Write out everything in the listing from its first line down to the line containing "xmin=673 ymin=17 xmax=699 ymax=60", both included. Add -42 to every number in the answer bounding-box coordinates, and keep every other line, including the coordinate style sample, unchanged.

** Start **

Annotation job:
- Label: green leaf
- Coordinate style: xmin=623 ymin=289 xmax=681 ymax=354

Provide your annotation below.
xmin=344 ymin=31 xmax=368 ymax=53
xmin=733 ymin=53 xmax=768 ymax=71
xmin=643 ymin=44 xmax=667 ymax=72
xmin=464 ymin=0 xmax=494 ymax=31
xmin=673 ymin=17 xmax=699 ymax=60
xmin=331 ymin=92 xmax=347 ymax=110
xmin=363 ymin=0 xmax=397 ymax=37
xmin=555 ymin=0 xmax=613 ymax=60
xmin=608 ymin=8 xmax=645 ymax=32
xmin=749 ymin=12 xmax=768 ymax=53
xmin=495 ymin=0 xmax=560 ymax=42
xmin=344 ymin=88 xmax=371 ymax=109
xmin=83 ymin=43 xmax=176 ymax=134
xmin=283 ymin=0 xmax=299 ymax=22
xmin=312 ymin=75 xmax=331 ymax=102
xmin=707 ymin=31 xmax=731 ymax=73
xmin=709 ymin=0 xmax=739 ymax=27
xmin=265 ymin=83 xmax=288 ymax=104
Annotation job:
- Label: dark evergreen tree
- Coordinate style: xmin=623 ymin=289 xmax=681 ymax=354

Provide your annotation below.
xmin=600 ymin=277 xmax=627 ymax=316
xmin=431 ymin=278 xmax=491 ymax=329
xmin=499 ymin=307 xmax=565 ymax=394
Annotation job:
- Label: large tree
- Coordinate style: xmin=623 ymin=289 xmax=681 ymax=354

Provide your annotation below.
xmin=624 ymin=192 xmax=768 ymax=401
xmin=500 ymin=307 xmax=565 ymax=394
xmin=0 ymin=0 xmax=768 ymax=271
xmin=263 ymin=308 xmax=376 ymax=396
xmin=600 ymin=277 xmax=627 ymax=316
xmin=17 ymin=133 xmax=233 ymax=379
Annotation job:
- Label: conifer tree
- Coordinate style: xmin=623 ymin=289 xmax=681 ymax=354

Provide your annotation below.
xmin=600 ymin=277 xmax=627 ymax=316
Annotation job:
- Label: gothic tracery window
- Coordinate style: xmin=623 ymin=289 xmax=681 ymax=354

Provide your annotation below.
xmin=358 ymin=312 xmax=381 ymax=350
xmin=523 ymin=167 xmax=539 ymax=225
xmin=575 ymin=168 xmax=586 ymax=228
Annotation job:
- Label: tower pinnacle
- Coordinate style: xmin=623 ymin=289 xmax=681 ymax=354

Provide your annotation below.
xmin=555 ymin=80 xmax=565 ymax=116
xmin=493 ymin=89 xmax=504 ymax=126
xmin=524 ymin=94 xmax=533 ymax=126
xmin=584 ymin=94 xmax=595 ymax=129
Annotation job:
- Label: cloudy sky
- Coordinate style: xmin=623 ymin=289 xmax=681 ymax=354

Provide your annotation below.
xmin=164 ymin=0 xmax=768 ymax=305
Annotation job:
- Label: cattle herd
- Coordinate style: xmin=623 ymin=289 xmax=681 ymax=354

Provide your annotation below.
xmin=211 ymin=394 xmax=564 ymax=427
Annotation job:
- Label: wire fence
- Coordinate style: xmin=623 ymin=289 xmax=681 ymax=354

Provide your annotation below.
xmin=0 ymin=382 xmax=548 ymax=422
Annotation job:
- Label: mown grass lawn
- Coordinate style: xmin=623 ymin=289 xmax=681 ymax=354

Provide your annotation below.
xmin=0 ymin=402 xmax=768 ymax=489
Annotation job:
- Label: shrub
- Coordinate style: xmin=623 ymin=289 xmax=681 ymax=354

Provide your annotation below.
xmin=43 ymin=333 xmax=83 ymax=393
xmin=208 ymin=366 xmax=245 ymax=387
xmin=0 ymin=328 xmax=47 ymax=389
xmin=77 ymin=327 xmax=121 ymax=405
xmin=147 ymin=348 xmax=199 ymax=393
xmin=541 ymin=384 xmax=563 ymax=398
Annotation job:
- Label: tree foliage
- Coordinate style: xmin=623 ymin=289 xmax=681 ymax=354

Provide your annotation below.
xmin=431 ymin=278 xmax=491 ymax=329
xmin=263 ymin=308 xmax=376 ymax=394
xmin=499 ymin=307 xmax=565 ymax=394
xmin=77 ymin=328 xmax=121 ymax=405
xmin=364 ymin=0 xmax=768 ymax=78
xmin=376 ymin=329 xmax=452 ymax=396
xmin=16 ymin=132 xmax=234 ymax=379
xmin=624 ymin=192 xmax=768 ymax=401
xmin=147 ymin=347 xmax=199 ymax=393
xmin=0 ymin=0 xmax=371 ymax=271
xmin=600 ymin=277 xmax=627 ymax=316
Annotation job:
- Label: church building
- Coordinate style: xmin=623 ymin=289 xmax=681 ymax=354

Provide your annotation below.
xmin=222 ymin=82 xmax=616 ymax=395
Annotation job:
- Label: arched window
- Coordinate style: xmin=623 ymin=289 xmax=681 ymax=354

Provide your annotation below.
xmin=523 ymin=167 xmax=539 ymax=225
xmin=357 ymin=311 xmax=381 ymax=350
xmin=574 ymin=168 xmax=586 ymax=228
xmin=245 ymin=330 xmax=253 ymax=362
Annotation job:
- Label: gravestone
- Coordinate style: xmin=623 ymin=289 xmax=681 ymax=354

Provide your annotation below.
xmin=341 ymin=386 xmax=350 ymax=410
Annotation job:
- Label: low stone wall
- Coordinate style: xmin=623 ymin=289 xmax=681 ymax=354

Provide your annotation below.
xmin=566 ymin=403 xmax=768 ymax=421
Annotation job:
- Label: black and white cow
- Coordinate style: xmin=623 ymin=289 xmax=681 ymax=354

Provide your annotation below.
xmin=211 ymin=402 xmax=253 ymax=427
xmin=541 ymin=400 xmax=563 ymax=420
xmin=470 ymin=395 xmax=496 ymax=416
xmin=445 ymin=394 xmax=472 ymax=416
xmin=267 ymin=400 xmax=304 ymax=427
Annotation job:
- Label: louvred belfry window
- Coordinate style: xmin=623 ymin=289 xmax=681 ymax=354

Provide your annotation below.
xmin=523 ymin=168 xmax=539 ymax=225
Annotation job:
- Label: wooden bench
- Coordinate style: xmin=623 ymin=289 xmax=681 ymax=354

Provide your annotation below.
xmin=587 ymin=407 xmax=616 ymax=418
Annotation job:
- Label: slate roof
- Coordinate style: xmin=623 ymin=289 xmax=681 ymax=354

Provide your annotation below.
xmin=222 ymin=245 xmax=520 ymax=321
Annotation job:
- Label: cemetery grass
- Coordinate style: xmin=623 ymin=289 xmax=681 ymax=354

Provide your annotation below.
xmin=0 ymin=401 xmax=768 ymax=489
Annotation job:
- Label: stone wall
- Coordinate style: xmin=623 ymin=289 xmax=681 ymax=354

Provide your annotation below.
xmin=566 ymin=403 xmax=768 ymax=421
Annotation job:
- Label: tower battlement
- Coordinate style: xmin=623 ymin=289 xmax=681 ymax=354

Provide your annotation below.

** End **

**OUTPUT BELOW**
Annotation job:
- Label: green leaf
- Coordinate style: xmin=623 ymin=289 xmax=681 ymax=354

Provide your annotation below.
xmin=302 ymin=-11 xmax=326 ymax=11
xmin=691 ymin=11 xmax=726 ymax=29
xmin=601 ymin=2 xmax=625 ymax=30
xmin=422 ymin=-42 xmax=452 ymax=-11
xmin=631 ymin=-25 xmax=657 ymax=18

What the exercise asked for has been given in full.